Exercise requirements: Turn the items from the line containing "Intersection-audit request. Target: kayak" through the end of the items into a numbered list, leaving out any blank lines.
## start Records supplied
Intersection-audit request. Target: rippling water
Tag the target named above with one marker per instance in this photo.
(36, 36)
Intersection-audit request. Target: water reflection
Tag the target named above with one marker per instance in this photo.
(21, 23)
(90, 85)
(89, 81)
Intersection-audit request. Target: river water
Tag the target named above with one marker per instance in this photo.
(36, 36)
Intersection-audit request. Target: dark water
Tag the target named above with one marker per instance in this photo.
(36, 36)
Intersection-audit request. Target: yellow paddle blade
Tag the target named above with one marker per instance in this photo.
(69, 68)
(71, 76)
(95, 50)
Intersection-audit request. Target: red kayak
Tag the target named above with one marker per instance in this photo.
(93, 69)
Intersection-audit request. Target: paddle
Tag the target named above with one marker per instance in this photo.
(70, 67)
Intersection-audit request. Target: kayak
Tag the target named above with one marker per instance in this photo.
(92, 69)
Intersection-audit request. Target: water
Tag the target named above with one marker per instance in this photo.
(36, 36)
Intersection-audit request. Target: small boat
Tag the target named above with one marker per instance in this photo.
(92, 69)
## end Records supplied
Output of the task:
1. Intersection-audit request. Target: kayak
2. Tag the target named above with one marker per instance in this photo.
3. (92, 69)
4. Intersection-audit request. Target: water
5. Tag the target named above with one marker per instance in this photo.
6. (36, 36)
7. Intersection-audit request. Target: small boat
8. Tag the target named above with one marker per instance in this photo.
9. (92, 69)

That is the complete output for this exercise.